:: Record excerpts

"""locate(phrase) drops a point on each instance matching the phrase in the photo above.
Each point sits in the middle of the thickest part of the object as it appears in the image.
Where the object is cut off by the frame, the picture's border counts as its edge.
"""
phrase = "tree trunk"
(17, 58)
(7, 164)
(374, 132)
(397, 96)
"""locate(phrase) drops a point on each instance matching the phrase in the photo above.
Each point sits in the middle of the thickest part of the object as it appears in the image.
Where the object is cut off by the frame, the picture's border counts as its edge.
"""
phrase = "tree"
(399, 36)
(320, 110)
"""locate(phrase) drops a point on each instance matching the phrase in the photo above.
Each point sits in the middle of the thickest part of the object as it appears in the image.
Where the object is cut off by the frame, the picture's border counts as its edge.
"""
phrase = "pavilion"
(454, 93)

::::

What you need to do –
Write all of the items out again in full, keeping every locate description and phrase line, and add -90 to each number in the point coordinates.

Finished answer –
"""locate(phrase) drops a point on each instance matching the phrase in the photo above.
Each point sits in the middle of the thickest part of the object as it appears in the image.
Where the object is cut off by the frame, the picture's border counts as its edge.
"""
phrase = "tree trunk"
(-73, -32)
(-83, 74)
(284, 42)
(307, 6)
"""locate(phrase) drops a point on each instance matching the phrase in the photo above.
Each point sits in the middle of the thickest part of the object as it appears in the image.
Where the object is cut off by the frame, the picture's border counts as its edge.
"""
phrase = "tree"
(309, -54)
(230, 20)
"""locate(phrase) drops a point on each instance matching the phrase in the photo above.
Each point sits in the middle of the thickest part of the object as it appears in the image.
Where the object is cut off by the frame, the picture's border counts as its edge.
"""
phrase = "pavilion"
(364, 3)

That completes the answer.